What is needed: Reproduce the lines of data below verbatim, everything from the line containing "TARGET = white sink basin" down to the line containing "column 284, row 277", both included.

[Image object location entries]
++++++
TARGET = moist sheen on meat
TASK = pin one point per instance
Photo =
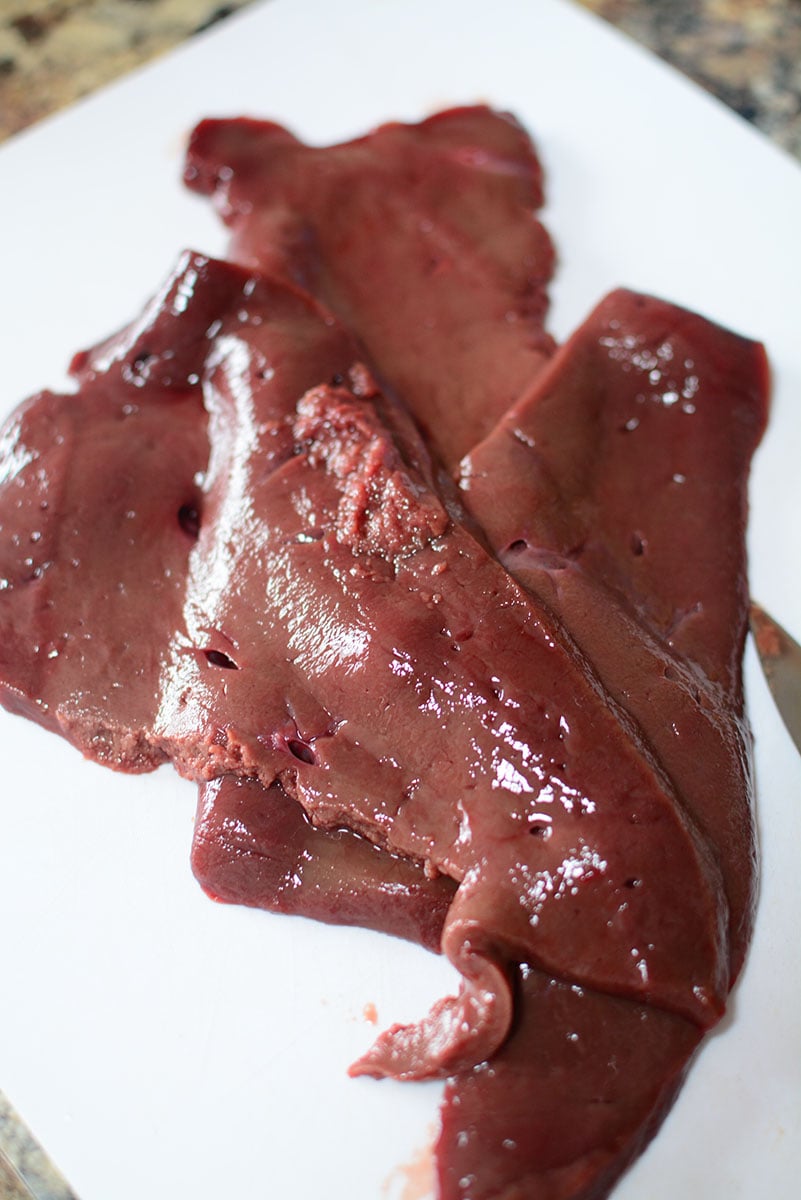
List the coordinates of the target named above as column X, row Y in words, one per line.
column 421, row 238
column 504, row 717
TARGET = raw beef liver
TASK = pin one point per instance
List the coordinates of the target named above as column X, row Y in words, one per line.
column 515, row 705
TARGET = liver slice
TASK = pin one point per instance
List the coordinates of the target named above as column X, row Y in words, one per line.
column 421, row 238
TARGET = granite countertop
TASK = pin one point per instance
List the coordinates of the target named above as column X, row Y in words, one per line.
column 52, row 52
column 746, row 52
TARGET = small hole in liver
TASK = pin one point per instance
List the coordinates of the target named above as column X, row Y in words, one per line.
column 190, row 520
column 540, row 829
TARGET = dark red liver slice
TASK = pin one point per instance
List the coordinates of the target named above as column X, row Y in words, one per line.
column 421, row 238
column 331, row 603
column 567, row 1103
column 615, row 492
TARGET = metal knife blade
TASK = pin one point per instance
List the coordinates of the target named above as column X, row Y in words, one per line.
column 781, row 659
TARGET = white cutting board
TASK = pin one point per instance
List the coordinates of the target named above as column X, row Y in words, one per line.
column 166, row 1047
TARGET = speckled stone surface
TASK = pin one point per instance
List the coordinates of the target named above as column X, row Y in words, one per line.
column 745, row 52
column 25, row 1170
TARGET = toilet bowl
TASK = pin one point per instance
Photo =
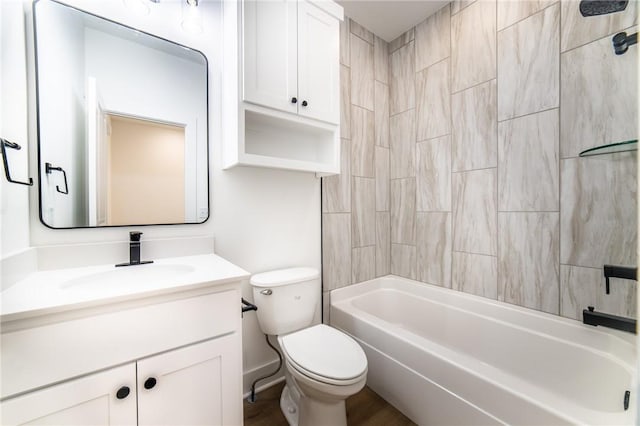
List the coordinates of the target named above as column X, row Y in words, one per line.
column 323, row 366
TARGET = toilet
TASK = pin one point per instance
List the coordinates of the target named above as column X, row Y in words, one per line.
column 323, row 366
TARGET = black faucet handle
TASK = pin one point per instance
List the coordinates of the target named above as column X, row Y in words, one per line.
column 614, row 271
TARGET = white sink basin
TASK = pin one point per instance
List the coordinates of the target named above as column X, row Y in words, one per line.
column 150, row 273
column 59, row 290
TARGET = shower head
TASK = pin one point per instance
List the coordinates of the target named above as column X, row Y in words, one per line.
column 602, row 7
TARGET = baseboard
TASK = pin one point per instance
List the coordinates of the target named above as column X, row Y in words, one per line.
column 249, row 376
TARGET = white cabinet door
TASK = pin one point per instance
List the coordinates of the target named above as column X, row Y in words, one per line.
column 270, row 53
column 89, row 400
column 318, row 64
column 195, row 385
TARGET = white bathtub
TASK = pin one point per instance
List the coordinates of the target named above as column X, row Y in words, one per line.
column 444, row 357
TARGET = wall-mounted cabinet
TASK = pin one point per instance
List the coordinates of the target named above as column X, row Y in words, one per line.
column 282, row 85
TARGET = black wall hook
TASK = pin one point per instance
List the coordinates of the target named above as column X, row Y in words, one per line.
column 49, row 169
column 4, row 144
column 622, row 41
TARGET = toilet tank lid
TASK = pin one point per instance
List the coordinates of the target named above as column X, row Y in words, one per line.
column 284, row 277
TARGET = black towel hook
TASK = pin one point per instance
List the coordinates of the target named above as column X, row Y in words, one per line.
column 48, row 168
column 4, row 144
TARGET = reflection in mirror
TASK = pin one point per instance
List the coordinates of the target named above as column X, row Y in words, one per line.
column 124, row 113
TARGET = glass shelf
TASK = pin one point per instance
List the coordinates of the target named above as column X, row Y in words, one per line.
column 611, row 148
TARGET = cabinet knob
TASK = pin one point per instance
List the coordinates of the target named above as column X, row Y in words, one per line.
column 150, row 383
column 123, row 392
++++++
Task result:
TARGET = white sink basin
TASK = pin one point per instance
List the coordinates of the target named above as column X, row Y in words, one per line.
column 150, row 273
column 59, row 290
TARGET = shower head
TASK = pin one point per instance
List the coordinates of the target named above as column X, row Y in words, one per line.
column 602, row 7
TARGET = baseboard
TASK = pin one point per instance
List the coordinates of the target named above as column X, row Y in words, one per line.
column 249, row 376
TARGET = white cabinet door
TASK = pin one point per instance
List the coordinates of the target named above as column X, row Y in words, one per line.
column 270, row 53
column 89, row 400
column 318, row 64
column 195, row 385
TARGET = white bathtub
TASK = pin one point per instance
List the coordinates of the target named above as column X, row Y in words, one per line.
column 444, row 357
TARGET = wall-mounted cabinet
TASK = pin one point per instance
List the coordinates of the target named above as column X, row Y in words, one per line.
column 282, row 85
TARGET = black wall hook
TASK = pin one point per instance
List the coordinates of the target named above as column X, row Y in words, one per line.
column 49, row 169
column 4, row 144
column 622, row 41
TARGET = toilet tank lid
TASK = pin one point per instance
List the coordinates of the target named above as column X, row Y in words, one per line.
column 284, row 277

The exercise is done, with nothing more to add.